__WHAT IS REQUIRED__. Can you output the listing below word for word, leaving out the pictures?

__DATASET CONTENT__.
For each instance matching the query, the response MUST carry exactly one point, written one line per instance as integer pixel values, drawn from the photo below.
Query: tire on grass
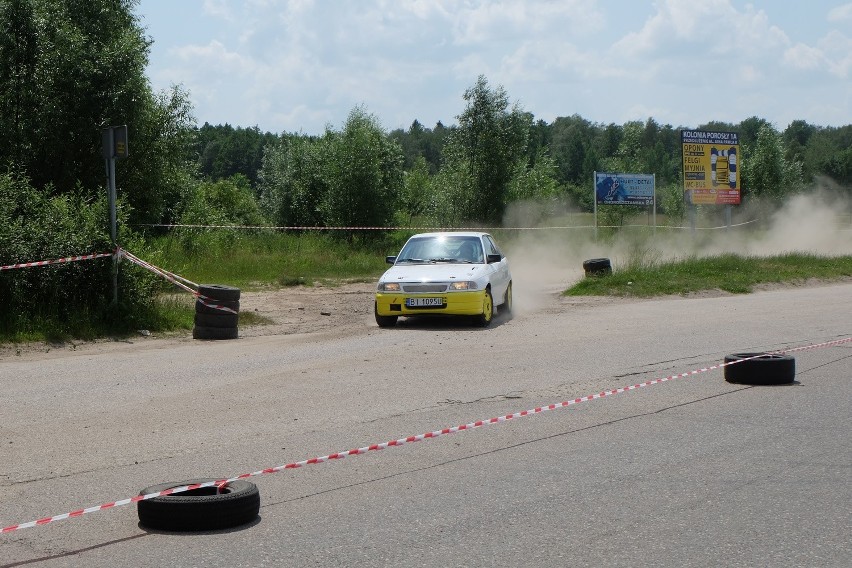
(201, 308)
(760, 369)
(202, 509)
(221, 319)
(219, 292)
(597, 266)
(203, 332)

__WORKED ANSWER__.
For each instance matching the query, the response MUST carry exactly one point, written one line per instance as integer pixel values, drawn from the photo below.
Query: tire on grass
(201, 308)
(760, 369)
(202, 509)
(221, 319)
(219, 292)
(597, 266)
(203, 332)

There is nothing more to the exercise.